§ **Exercise description**
Find all lines in the records that include the word "lawn", and copy them out.

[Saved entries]
##############################
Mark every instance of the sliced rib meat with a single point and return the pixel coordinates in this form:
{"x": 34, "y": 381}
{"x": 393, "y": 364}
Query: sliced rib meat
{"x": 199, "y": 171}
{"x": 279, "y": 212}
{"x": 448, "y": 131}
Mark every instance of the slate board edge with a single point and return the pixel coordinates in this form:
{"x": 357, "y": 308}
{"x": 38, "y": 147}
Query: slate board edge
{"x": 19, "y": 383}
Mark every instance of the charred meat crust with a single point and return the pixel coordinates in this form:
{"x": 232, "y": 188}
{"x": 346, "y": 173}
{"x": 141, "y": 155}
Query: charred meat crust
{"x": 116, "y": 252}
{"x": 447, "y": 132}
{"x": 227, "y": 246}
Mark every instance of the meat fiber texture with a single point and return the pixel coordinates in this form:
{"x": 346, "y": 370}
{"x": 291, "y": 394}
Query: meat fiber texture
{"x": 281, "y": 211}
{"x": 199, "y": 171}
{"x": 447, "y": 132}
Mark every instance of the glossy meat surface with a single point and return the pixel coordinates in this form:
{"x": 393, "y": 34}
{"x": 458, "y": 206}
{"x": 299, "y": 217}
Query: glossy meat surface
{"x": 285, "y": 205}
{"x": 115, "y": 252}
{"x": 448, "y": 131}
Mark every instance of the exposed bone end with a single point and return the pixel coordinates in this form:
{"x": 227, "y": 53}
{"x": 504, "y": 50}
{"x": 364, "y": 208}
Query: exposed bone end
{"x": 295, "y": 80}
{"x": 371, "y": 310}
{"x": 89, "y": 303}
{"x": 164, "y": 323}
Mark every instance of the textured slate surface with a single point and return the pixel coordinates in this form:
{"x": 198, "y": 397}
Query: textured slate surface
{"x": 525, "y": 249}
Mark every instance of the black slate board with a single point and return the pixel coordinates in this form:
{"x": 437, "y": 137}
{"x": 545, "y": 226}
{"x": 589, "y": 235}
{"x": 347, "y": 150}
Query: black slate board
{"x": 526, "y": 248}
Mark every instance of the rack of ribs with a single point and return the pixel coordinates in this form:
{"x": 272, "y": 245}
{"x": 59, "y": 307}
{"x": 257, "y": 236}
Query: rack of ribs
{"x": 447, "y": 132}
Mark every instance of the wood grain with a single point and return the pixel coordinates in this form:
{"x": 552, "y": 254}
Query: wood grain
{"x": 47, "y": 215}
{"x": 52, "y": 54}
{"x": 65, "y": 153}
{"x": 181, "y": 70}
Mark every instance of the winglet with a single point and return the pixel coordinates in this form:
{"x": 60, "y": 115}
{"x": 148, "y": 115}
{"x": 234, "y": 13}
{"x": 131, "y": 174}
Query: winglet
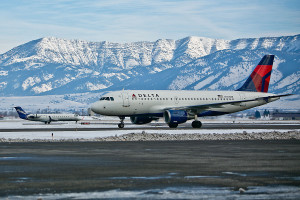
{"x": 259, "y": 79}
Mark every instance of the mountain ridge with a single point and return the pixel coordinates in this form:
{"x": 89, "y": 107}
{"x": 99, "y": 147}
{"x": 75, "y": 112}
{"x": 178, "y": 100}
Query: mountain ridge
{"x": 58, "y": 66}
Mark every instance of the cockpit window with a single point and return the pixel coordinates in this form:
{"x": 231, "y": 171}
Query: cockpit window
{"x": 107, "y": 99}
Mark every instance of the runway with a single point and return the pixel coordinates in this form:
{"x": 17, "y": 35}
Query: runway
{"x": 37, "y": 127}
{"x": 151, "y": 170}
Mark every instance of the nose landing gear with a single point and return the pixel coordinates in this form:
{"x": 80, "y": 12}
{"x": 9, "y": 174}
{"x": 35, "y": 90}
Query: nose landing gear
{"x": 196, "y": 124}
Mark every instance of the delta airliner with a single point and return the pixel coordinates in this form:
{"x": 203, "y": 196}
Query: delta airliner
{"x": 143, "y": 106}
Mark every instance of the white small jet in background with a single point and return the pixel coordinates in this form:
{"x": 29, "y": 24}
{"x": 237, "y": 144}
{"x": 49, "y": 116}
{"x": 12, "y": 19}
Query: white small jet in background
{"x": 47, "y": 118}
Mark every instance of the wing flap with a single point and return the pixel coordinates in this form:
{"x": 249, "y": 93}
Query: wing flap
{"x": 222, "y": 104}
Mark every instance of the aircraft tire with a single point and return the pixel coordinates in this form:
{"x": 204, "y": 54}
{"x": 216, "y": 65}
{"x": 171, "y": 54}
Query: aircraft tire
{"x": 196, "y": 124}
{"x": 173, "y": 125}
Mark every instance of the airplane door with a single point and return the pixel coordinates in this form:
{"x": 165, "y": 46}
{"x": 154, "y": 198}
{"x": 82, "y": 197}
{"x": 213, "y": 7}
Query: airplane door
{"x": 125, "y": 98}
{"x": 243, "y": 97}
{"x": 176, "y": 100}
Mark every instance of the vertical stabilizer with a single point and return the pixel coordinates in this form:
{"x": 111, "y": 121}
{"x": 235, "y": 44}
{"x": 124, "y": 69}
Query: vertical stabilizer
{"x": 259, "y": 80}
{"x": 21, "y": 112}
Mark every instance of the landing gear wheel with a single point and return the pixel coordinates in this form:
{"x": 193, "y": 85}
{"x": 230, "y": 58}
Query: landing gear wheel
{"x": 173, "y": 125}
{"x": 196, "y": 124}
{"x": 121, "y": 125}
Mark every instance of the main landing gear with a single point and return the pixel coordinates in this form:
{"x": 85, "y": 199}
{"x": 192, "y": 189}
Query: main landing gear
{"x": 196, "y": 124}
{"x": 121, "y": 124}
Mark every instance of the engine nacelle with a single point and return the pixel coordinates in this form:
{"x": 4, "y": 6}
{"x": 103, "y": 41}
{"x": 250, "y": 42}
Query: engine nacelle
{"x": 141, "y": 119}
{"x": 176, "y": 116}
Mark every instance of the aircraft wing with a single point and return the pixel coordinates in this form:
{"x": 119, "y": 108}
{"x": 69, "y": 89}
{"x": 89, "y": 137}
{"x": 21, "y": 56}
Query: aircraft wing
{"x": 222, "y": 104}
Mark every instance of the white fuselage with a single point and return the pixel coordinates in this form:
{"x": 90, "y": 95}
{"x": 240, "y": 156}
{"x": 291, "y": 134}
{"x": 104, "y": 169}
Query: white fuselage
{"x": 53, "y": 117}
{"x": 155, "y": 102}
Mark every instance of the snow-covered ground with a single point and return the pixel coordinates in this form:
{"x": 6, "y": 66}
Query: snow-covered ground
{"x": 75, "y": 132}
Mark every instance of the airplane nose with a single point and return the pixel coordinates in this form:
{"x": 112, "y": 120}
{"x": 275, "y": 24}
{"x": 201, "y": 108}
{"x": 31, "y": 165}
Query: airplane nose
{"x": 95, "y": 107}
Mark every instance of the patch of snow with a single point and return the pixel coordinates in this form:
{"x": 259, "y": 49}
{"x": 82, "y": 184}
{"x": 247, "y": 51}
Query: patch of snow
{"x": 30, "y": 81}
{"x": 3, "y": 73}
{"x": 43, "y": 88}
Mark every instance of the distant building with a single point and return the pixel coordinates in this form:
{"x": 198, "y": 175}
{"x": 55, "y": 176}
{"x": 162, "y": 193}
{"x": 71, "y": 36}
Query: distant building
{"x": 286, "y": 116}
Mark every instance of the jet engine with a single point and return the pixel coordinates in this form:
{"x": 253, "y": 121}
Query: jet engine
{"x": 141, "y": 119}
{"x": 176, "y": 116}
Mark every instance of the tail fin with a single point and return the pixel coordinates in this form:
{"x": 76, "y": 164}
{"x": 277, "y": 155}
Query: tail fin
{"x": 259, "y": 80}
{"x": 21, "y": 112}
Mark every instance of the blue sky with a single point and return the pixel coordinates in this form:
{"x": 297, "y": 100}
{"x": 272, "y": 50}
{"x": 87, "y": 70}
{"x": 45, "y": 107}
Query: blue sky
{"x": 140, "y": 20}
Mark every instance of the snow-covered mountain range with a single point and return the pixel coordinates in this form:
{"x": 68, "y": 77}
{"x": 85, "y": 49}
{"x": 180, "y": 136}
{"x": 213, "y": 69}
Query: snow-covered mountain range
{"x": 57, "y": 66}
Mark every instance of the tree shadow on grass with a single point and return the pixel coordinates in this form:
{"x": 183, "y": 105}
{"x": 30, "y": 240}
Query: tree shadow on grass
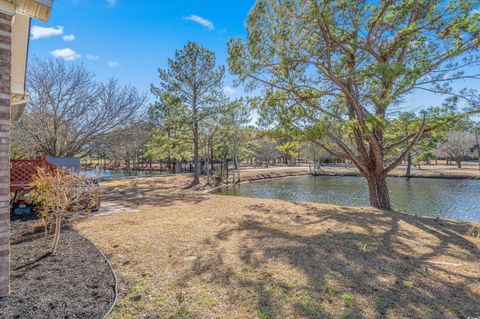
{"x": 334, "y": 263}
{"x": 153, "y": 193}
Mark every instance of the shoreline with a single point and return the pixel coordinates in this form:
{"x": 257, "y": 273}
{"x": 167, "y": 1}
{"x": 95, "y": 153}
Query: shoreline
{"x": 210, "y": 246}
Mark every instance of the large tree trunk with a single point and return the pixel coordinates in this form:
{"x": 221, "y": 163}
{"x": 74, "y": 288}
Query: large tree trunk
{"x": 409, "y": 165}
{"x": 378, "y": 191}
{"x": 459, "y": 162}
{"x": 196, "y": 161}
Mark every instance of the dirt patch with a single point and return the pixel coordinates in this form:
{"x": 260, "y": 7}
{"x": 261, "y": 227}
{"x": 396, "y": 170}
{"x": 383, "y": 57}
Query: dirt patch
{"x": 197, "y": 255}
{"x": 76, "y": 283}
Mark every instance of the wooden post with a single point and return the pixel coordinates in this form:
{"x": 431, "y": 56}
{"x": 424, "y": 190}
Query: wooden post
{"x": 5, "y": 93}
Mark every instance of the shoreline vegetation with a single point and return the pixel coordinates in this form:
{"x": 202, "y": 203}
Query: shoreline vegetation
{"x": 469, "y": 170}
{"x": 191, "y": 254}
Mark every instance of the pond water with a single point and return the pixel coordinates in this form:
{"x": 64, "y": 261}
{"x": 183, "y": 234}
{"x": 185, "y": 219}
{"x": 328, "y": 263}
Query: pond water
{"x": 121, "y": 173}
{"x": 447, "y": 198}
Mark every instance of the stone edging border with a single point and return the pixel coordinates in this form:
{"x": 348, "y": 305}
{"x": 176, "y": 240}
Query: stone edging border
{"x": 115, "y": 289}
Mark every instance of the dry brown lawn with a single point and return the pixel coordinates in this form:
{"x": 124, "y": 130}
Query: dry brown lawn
##############################
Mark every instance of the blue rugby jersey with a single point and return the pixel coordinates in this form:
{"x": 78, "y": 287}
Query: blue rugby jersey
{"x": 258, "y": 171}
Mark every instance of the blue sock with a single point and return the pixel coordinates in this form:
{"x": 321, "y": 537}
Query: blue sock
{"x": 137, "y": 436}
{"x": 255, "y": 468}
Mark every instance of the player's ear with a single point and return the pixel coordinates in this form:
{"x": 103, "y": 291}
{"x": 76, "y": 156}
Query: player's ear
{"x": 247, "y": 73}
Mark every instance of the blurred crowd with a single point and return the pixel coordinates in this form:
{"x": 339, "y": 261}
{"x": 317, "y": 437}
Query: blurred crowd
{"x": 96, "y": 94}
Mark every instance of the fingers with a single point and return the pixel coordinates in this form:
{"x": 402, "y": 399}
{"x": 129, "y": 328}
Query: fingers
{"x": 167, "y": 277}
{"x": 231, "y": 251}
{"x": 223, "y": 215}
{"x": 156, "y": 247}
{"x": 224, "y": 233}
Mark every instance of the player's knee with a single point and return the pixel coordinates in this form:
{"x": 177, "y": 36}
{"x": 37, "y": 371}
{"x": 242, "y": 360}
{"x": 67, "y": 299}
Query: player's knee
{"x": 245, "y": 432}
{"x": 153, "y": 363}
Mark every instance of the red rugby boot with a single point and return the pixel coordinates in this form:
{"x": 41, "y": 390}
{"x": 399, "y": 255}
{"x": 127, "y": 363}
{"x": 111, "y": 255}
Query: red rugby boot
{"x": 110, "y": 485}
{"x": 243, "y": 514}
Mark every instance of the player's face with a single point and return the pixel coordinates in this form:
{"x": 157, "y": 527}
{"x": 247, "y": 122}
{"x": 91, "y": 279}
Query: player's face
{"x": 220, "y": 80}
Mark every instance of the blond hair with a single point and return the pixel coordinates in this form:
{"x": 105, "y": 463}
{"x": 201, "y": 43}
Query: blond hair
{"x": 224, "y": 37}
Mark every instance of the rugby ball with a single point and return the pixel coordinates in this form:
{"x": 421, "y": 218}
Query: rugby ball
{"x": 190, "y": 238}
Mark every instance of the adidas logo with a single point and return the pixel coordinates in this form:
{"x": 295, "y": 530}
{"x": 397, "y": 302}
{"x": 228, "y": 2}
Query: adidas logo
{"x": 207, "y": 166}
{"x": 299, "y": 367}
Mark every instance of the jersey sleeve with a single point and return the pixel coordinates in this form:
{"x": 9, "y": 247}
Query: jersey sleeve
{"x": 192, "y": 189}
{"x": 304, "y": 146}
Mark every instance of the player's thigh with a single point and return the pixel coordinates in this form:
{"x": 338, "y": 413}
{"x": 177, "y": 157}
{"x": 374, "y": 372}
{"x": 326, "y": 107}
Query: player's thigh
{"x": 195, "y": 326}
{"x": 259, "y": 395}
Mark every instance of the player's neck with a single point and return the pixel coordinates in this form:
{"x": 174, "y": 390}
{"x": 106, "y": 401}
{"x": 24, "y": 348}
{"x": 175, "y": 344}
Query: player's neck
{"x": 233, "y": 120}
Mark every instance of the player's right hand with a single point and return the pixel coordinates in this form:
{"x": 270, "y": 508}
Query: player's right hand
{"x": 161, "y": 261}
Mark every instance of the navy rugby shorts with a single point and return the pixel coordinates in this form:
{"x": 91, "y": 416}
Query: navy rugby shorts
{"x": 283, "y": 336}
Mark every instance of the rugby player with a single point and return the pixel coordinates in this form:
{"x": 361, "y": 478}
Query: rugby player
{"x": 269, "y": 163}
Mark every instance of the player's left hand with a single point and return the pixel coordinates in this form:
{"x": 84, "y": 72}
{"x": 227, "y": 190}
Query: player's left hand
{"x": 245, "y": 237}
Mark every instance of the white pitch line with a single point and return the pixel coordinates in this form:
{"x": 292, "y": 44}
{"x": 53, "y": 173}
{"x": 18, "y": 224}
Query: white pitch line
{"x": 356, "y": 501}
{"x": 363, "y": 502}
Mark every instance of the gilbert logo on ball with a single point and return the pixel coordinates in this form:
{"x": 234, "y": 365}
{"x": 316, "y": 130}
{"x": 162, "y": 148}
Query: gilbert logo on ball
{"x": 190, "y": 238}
##############################
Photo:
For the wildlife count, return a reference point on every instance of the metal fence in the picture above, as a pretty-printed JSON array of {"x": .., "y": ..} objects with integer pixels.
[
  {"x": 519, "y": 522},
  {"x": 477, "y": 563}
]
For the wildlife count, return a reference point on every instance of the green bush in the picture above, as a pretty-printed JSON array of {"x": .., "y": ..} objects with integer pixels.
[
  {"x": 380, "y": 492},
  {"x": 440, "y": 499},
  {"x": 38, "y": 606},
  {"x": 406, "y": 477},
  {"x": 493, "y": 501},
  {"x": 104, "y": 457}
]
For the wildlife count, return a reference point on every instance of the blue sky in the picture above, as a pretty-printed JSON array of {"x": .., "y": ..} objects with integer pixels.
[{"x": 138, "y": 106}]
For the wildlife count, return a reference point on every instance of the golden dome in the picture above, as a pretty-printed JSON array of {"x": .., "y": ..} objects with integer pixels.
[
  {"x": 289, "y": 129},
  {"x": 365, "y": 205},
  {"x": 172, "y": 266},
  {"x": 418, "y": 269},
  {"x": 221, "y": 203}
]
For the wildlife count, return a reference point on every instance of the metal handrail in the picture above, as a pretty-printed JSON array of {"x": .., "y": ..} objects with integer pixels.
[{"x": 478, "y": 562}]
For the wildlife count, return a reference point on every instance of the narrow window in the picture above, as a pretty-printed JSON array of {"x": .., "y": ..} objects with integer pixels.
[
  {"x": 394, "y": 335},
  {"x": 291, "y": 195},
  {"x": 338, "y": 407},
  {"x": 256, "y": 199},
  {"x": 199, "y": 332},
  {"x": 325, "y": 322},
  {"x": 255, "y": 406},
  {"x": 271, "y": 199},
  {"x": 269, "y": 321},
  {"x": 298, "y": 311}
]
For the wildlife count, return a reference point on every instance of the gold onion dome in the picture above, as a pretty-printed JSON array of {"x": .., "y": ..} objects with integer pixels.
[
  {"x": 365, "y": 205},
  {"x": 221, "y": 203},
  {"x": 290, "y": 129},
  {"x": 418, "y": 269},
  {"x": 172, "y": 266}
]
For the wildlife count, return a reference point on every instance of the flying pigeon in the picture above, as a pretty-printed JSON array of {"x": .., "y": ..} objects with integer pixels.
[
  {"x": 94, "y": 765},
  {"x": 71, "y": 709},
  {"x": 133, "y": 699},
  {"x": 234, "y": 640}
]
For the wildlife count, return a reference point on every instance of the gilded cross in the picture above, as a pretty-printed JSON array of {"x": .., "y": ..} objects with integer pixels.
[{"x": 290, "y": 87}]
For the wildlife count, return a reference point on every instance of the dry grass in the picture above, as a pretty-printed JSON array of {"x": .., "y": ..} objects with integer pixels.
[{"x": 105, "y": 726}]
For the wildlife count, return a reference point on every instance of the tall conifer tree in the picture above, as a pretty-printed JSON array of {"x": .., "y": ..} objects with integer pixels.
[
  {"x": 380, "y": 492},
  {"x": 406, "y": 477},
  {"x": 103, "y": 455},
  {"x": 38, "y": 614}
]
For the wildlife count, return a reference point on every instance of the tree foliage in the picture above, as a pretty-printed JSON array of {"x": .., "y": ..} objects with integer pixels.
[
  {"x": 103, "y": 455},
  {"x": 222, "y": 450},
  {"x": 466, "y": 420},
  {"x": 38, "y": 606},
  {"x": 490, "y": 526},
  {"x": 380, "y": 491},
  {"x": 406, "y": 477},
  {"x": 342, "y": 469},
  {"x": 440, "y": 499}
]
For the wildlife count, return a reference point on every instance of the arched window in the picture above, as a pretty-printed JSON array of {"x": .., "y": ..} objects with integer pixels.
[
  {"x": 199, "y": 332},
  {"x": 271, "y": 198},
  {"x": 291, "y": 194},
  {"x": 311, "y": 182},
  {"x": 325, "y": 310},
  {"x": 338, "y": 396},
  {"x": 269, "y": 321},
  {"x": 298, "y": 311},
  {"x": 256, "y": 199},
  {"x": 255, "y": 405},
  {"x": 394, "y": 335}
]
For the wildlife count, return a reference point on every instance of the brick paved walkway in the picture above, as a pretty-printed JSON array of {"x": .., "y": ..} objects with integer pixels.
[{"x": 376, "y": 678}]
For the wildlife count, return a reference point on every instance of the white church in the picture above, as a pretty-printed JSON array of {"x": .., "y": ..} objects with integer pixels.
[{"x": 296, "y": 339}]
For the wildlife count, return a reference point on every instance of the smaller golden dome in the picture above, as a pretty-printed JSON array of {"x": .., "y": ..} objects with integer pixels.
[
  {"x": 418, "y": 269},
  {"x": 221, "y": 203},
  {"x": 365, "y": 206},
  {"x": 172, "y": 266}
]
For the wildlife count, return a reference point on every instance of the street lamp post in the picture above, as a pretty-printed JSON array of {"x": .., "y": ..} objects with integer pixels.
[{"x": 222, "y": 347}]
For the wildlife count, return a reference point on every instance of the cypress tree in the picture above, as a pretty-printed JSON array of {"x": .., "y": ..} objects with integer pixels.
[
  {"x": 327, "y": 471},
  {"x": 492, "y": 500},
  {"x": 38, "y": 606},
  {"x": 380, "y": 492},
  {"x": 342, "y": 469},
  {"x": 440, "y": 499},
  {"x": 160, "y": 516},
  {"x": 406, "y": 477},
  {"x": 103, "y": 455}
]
##############################
§ **Response**
Mark every instance of the dry brown lawn with a single point and return the pixel coordinates in this form:
Query: dry brown lawn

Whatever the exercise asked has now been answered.